**Consigne**
Reprenez l'extrait sur la sociologie du travail de Georges Friedmann et poursuivez-le à partir de sa dernière phrase.

Georges FRIEDMANN énonce une sorte de programme d'études indiquées par le titre même de ses ouvrages : La crise du progrès. Où va le travail humain? (1963) (à sa perte écrit-il dans la préface à la troisième édition), Le travail en miettes (1964), Le milieu technique : nouveaux modes de sentir et de penser, Le loisir et la civilisation technicienne. 

Cette orientation conduit aussi bien à étudier les pathologies liées à l'appauvrissement et à la répétitivité des tâches que les phénomènes d'utilisation du temps libéré pour les loisirs. Il s'agit de comprendre les conséquences du plus grand nombre d'ouvrier et de l'apparition de techniciens fortement instruits. Le sociologue s'interroge sur la place de l'ouvrier dans la société industrielle et sur son avenir. Il ne retient pas de Hawthorne sa méthodologie alors que ses disciples l'appliquent. Il réfléchit à partir des monographies des autres sans en produire lui-même, laissant le soin à ses élèves de lui apporter les éléments concrets d'une réflexion plus théorique.

**Liste fournie**
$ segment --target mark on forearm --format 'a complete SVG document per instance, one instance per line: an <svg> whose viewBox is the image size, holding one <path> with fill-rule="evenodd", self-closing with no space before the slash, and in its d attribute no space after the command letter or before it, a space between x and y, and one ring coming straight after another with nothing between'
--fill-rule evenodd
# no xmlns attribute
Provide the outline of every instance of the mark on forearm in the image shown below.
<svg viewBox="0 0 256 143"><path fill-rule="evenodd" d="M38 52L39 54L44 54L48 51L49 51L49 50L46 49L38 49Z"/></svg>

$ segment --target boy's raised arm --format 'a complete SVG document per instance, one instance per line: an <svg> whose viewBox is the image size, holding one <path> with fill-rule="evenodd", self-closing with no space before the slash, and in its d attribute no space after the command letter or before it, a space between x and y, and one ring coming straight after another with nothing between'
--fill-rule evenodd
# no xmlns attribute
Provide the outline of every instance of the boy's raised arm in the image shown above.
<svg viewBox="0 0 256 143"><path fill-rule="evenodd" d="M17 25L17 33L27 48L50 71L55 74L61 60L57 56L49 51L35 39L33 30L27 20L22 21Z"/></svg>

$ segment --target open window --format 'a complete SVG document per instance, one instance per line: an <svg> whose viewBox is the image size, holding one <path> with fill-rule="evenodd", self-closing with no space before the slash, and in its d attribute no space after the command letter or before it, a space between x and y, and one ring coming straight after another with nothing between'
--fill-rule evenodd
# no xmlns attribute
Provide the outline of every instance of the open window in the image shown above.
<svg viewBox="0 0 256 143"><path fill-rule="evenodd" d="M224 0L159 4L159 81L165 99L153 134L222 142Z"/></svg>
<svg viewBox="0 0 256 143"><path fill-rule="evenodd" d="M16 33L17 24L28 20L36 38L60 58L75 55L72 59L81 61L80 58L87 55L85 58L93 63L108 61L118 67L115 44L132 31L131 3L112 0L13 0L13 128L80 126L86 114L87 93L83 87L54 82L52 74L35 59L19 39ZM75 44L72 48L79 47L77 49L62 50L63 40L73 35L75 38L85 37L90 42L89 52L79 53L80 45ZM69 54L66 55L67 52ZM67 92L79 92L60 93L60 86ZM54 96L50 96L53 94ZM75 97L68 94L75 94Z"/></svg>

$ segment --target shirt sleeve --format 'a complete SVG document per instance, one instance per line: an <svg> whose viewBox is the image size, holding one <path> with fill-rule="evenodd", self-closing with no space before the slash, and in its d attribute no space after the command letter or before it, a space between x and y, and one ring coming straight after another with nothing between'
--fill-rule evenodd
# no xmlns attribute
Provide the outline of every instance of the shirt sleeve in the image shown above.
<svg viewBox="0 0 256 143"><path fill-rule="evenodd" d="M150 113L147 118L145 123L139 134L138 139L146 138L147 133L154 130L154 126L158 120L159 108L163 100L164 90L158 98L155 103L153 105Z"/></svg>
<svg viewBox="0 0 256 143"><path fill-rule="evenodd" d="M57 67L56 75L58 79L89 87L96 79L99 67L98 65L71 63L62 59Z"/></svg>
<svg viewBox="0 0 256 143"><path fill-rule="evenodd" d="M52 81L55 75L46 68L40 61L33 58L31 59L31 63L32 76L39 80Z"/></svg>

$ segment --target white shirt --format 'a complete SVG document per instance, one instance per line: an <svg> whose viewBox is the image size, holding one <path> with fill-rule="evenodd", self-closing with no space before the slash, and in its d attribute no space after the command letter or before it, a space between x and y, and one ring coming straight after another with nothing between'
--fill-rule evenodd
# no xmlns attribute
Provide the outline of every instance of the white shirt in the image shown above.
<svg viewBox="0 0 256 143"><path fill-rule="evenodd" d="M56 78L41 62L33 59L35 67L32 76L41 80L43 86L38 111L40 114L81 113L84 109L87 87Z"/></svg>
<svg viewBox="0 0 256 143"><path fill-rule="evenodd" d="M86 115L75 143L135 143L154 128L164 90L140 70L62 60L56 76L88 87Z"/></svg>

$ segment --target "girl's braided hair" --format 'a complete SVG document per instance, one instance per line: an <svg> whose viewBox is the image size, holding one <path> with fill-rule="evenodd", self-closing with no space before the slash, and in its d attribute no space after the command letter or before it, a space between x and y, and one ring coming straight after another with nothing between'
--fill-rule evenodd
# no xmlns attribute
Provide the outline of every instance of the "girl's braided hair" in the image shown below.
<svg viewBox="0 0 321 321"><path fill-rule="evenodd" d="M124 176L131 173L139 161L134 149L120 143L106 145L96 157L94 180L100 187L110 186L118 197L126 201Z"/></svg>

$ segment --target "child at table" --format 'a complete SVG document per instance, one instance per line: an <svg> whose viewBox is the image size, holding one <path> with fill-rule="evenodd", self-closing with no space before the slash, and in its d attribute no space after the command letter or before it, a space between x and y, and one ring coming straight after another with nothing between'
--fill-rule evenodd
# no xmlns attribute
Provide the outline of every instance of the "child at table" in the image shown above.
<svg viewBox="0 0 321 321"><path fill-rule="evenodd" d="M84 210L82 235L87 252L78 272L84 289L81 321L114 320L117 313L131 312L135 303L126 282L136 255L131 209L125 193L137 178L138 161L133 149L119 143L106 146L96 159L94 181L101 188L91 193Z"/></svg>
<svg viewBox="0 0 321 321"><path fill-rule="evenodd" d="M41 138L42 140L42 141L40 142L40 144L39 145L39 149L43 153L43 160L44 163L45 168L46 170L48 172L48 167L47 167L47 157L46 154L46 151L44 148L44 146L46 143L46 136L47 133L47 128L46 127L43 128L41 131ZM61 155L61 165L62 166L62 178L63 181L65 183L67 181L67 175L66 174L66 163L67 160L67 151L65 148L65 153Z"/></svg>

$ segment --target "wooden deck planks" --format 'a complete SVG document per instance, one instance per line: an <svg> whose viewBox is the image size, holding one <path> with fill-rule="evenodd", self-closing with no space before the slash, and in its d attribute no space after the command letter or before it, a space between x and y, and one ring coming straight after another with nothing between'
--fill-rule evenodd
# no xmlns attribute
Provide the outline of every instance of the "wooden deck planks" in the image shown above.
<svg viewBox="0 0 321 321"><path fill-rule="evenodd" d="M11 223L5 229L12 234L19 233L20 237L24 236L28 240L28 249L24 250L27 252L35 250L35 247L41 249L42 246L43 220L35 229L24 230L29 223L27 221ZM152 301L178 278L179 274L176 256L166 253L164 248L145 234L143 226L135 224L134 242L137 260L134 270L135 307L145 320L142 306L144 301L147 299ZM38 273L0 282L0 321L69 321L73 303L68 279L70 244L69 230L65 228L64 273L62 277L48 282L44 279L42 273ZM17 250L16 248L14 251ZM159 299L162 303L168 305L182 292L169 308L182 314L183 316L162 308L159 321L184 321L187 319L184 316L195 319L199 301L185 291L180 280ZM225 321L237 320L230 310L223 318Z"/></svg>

**Réponse**
     Alain TOURAINE reprend le programme de Georges FRIEDMANN, autour du concept de "situation de travail". Il définit cette notion avec Bernard MOTTEZ (dans une contribution au Traité de sociologie du travail de FREIDMANN et NAVILLE : "Classe ouvrière et société globale") : "Le travail mécanisé, le niveau et la forme des salaires, les méthodes d'organisation et de gestion des entreprises, définissent une situation de travail et permettent d'analyser les attitudes et l'action ouvrières. Mais celles-ci ne s'expliquent pas seulement par (la situation de travail), elles dépendent aussi des caractères de la société considérée dans son ensemble et de la place qu'y occupe la classe ouvrière". Il suppose, pour que les relations entre classe ouvrière et société soient intelligibles, que les individus urbanisés ont très peu de repères sociaux antérieurs. Les individus sont forgés par cette situation de travail. Pour comprendre comment cette situation agit, Alain TOURAINE distingue trois moments différents dans l'histoire de l'industrialisation, les phases A, B et C, qui correspondent à des qualités de travail différents, des relations différentes entretenues à la direction de l'entreprise et de différentes volontés de contrôler les fruits du travail. La situation du travail ferait naitre, sous certaines conditions, un type de conscience du travailleur. La conscience ouvrière est l'expression de la volonté pour chacun, de participer à cet acte créatif, le "système d'exigences défini par le travail lui-même, double valorisation de la créativité et du contrôle du travailleur sur ses oeuvres. (La conscience ouvrière, 1966, Le Seuil).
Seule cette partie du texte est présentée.